**Aim:** Convert every line of the listing below into a JSON array of strings, one string per line, skipping any blank lines.

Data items

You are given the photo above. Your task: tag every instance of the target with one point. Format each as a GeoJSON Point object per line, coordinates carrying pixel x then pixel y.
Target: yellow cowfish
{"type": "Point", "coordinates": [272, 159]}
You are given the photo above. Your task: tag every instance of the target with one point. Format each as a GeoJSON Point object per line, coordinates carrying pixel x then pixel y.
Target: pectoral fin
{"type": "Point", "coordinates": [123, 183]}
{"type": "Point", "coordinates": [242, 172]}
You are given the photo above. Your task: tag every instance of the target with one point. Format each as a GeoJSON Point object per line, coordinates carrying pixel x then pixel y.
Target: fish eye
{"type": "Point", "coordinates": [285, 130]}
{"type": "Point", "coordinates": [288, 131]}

**Answer to the exercise:**
[
  "You are given the photo above. Your task: tag every instance of the target with one point. Format each as a GeoJSON Point object per line, coordinates carrying pixel x then pixel y.",
  "Target: yellow cowfish",
  "{\"type\": \"Point\", \"coordinates\": [272, 159]}",
  "You are given the photo above. Your task: tag every instance of the target with one point. Format each as a GeoJSON Point object per line, coordinates carrying pixel x then pixel y.",
  "Target: pectoral fin",
  "{\"type\": \"Point\", \"coordinates\": [123, 183]}",
  "{\"type\": \"Point\", \"coordinates\": [242, 172]}",
  "You are given the photo above. Your task: tag every instance of the target with one point. Format each as a GeoJSON Point object per line, coordinates carrying pixel x then pixel y.",
  "Target: fish eye",
  "{\"type\": \"Point\", \"coordinates\": [285, 130]}",
  "{\"type\": \"Point\", \"coordinates\": [288, 131]}"
]